╔══
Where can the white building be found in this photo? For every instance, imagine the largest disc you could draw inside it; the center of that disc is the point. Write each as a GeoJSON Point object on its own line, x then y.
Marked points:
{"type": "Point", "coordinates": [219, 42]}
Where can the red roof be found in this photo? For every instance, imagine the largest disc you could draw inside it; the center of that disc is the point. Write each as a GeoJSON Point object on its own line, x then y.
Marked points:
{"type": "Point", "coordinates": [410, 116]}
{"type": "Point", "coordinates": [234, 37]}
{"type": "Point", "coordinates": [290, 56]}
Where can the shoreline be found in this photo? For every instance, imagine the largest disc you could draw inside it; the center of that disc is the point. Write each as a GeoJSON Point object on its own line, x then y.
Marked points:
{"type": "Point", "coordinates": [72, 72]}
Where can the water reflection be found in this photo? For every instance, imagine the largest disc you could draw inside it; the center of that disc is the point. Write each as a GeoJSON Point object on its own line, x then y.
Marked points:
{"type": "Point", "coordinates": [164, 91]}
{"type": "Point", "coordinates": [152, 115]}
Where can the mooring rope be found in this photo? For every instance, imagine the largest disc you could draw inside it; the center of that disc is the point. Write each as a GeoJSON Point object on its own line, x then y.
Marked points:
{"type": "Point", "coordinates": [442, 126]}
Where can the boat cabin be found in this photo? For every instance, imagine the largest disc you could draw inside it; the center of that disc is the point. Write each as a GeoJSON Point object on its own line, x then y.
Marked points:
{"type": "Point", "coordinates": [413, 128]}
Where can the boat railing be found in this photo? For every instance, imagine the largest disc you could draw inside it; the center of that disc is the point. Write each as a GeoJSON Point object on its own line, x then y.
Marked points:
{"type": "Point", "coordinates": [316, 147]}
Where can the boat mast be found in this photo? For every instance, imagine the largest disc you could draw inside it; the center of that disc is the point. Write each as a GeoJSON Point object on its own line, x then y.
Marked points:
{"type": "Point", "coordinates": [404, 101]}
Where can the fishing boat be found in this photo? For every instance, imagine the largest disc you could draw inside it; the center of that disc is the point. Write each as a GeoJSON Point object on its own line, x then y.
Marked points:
╚══
EXERCISE REQUIREMENTS
Please rewrite the data from the line containing "Where can the fishing" through the end, swapping "fishing boat" for "sailboat" and keeping everything else unchanged.

OUTPUT OF THE TASK
Where can the sailboat be found in this photo? For every instance, imagine the largest disc you could draw inside it; the center of that disc is the point. Write each as a GeoJSON Point object on its own line, x then y.
Marked points:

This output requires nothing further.